* [課題]
- 1) 棚田康司さんへのインタビューによると、棚田さんが国際瀧冨士美術賞を受賞したのは第何期か。
- 2) 棚田康司さんへのインタビューを、最後の文の後から書き継ぐこと。

* [提示文]
'''

美しく彩色された細い身体に、独特の浮遊感を漂わせる一木造りの少年少女像で知られる彫刻家の棚田康司さんは、第13期(1992年)国際瀧冨士美術賞受賞者です。木と向き合い人体像を彫り出す行為を通じて、人間とは何かを追求し続ける棚田さんに、展覧会の出品準備のため、大学の卒業制作と最新作とが並ぶアトリエで話をうかがいました。(聞き手・永井優子、取材日・2019年8月、初出『国際瀧冨士美術賞40年(2020年刊行)』)

自己表現の手段としての彫刻

棚田康司
棚田康司さん アトリエにて

——彫刻家になろうと思ったのはいつからですか。

 表現者として1番の根っこができたのが、中学くらいの時だと思います。ギターを買って、いろいろなロックバンドの曲をコピーするうちに、自分でも曲を作りたくなったのです。体制への反発みたいなものがロックですから、反抗期も相まって抑えつけられるものに対して「何だ!」みたいな思いもありました。高校進学後、自己表現に絵を描くことが加わりました。彫刻に関しては、祖父がコミュニティーセンターで木彫を教わっていたので、変わったことをやっているなぁと親しみをもっていました。
 僕が大学を受験した当時は美術系大学の倍率がとても高かったのですが、その中では彫刻科が1番低かった。それなら可能性はあるかなと思って、消去法で彫刻を選びました。とにかく、何かを表現するのが好きだったのです。2浪して東京造形大学に入学しました。

——東京造形大学では、彫刻家の舟越桂さん*¹が教えておられたのですね。

 浪人しているときに、舟越さんが1988年のヴェネツィア・ビエンナーレから帰国して開いた凱旋個展を見て、すごく感動しました。略歴を見ると東京造形大学出身だし、どうもその次の年から造形大に非常勤講師で来るみたいだぞと聞いて、だったらと造形大が第1希望になりました。
 入学して舟越さんと出会い、いろいろ刺激を受けたことは自分にとってすごく大きかったです。ただ、僕自身も人間の形をしたものを造りたかったので、あまり近くなりすぎて影響を受けすぎるのもまずい。舟越さんは本当にやさしい方で、僕らのところまで下りてきてフランクに付き合ってくださったけれど、その辺の距離感をうまく取らないと、自分がなくなってしまうという意識はありました。

'''

* [位置ラベル付けの行]

'''

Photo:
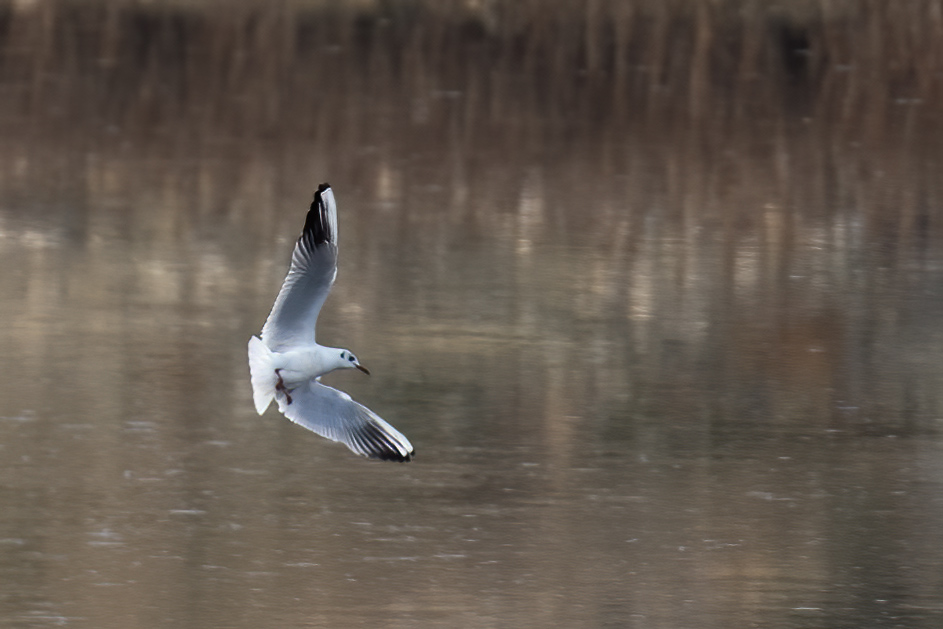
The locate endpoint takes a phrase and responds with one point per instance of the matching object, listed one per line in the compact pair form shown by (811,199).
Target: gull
(286,364)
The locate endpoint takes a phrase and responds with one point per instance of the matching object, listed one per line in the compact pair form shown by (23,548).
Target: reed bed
(740,104)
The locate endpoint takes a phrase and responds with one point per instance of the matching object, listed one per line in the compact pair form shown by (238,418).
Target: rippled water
(660,370)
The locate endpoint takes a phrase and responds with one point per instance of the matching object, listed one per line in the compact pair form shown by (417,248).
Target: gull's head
(349,361)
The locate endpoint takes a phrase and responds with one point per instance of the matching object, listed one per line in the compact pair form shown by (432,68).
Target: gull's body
(286,364)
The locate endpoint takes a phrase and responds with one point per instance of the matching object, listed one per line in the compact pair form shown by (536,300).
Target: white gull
(287,364)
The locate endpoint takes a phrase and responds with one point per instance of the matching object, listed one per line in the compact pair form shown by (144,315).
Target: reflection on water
(666,342)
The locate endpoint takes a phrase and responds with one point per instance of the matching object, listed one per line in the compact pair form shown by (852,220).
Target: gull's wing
(333,414)
(312,273)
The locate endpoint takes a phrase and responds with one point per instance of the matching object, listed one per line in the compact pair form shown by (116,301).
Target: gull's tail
(261,374)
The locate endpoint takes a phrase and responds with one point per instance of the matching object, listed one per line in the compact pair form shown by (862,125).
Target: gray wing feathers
(313,269)
(333,414)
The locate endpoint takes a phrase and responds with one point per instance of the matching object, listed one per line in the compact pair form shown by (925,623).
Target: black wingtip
(317,229)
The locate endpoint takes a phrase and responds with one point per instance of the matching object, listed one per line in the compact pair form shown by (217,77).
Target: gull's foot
(280,386)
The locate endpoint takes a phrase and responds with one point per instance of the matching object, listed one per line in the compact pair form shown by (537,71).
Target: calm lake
(665,333)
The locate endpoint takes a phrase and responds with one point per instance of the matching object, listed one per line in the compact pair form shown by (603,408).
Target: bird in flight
(286,364)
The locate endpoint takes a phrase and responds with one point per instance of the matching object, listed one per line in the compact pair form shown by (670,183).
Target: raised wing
(313,269)
(333,414)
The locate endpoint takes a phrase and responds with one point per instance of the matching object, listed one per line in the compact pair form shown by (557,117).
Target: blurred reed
(737,104)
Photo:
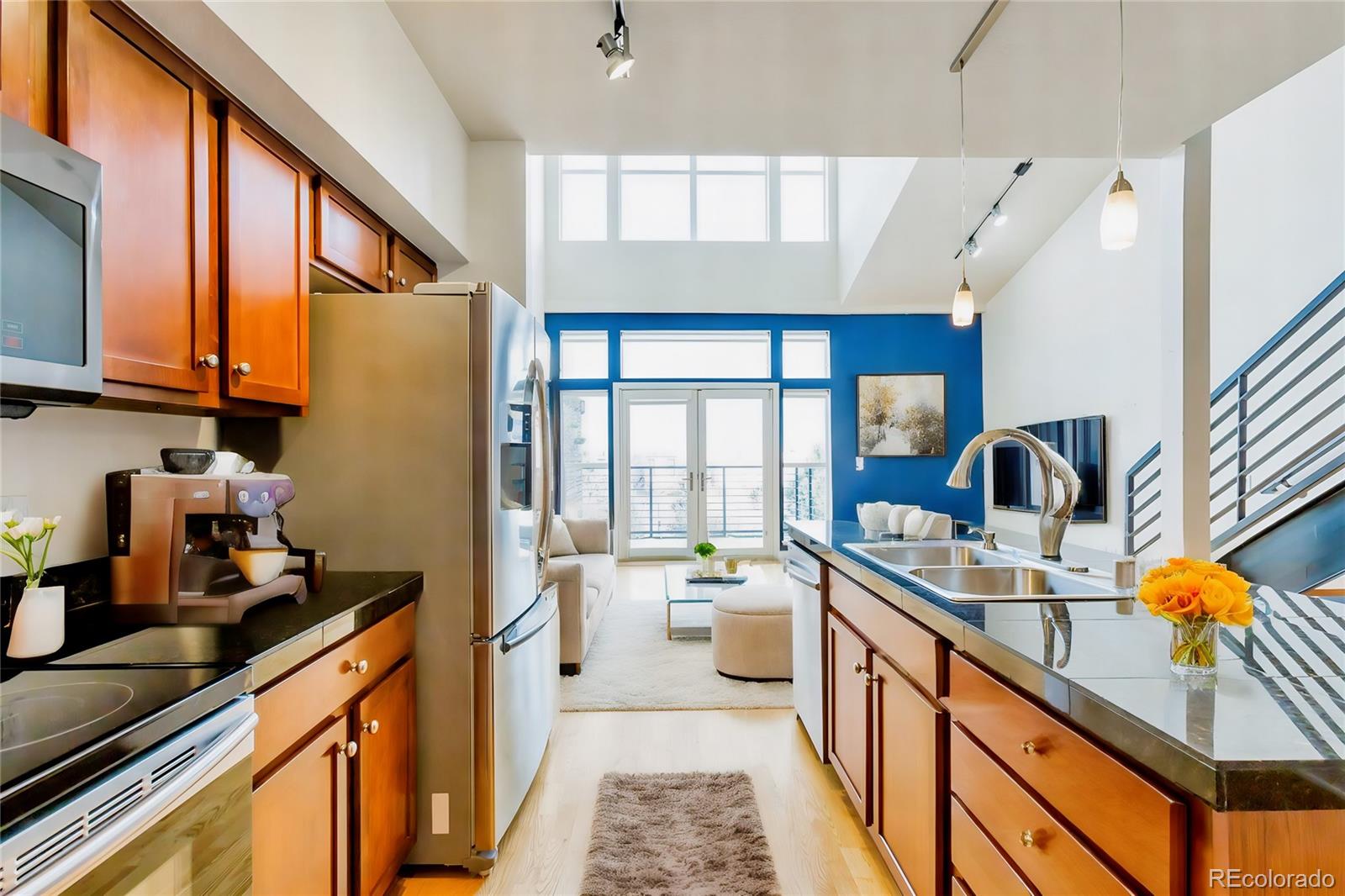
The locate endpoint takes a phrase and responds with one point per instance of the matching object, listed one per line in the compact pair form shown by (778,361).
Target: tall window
(656,197)
(708,354)
(804,199)
(806,354)
(583,354)
(731,203)
(584,198)
(584,439)
(806,452)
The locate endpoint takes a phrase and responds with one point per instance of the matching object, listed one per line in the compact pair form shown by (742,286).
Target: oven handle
(203,770)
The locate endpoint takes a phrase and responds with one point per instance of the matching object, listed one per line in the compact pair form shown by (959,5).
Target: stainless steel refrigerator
(428,445)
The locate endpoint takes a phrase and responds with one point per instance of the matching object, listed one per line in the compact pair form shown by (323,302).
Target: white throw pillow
(562,546)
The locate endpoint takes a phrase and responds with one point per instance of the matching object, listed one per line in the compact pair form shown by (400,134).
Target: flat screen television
(1082,441)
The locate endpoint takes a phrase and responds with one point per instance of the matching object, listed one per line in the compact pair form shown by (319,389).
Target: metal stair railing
(1277,430)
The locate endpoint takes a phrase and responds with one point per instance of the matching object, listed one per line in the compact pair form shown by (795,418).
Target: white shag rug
(631,665)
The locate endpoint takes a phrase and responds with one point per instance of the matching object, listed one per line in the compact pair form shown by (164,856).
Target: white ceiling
(911,266)
(860,78)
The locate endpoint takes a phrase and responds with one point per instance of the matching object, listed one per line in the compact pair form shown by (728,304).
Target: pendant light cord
(1121,87)
(962,150)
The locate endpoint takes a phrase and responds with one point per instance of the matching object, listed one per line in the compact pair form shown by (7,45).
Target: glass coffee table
(678,589)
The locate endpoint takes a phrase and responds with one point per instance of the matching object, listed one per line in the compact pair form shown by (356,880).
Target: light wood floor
(817,840)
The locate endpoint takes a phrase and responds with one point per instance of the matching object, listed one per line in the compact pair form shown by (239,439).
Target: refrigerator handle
(544,432)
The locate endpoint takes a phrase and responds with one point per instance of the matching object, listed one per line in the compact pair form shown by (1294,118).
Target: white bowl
(260,566)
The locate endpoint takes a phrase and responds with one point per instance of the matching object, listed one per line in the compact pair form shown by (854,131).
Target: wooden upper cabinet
(26,74)
(347,241)
(302,821)
(910,781)
(131,104)
(409,266)
(852,723)
(385,786)
(266,192)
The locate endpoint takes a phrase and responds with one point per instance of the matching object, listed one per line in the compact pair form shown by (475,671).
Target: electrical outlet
(439,818)
(18,503)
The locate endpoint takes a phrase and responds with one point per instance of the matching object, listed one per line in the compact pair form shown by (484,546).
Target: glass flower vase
(1195,646)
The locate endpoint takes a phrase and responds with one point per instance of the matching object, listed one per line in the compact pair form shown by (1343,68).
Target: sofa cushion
(562,542)
(599,569)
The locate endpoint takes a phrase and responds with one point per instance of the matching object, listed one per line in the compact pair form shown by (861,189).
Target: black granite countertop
(1266,734)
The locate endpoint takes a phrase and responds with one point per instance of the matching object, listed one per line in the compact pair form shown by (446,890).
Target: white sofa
(585,582)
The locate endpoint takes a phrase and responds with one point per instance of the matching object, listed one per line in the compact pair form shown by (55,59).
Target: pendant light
(1121,213)
(963,303)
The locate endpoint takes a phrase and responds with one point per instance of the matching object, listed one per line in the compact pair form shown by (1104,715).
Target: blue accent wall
(860,345)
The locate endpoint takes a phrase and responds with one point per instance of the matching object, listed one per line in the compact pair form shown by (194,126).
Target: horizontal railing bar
(1281,499)
(1300,351)
(1284,333)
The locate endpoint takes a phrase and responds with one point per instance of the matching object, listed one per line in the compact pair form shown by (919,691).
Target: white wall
(683,276)
(497,221)
(55,461)
(1073,334)
(865,192)
(343,84)
(1278,208)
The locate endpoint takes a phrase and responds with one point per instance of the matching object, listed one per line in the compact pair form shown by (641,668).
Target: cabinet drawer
(979,862)
(1133,821)
(905,642)
(1049,856)
(295,705)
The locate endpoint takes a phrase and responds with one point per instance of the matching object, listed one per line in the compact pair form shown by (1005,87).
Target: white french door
(697,463)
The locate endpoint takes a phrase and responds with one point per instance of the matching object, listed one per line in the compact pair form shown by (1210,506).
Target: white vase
(40,625)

'''

* [解答]
- 1) 第13期(1992年)である。

- 2)
——国際瀧冨士美術賞に応募したきっかけは?

加久
『加久』1992年、小松石、230mm×190mm×270mm、第13期国際瀧冨士美術賞応募作品
女の肖像
『女の肖像(部分)』1992年、楠、第13期国際瀧冨士美術賞応募作品

 大学に募集が貼り出されていたのを見つけて、3年生の時から狙っていました。担当教授も応募を勧めてくれましたし、先輩も受賞したから自分もダメじゃないよなと思って。受賞できたおかげでアルバイトをせずにすみ、これで卒業制作に対して、気持ちの上でもお金の上でも、向かっていけるなとうれしかったです。
 いただいた30万円はドリルなどの機械工具とノミ、材料の丸太代で全部使いました。そのときの工具は、いまも現役で使わせてもらっています。大きな作品が造れたので、その勢いをもって東京藝術大学の大学院を受けることにもしました。

人の行方
奨学金を注ぎ込んで制作した、大学の卒業制作『人の行方』。ちょうど展覧会に出展するため、組み立てていたところだった

——彫刻の中でも木彫を選んだのはなぜですか。

 粘土も石もやったんですけど、木が1番相性が良かった。木は切りたいと思ったらすぐにチェーンソーで切れるし、塗りたいと思ったらすぐ塗れます。僕自身がせっかちで、早く見たいという気持ちが強いので、すぐに答えが出せる木という素材が自分と合っていると思います。

*1 等身大の木彫人物像で知られる、現代具象彫刻の彫刻家。ヴェネチア・ビエンナーレをはじめ国際展に多数出品。

空間を埋めるための人形ひとがた

——人物像をずっと造っているのはなぜですか。

 人間が好きで、人間に興味があるのでしょう。社会という鏡に自分が写ったときに、同じような形をしているか知りたい。たとえば異常な犯罪に接すると、自分の中にも凶暴性や狂気があるかもしれないと思ってしまいます。そうした社会の事象や生きている上での疑問を、人形ひとがたを造ることによって、自分と照らし合わせて見ている感じです。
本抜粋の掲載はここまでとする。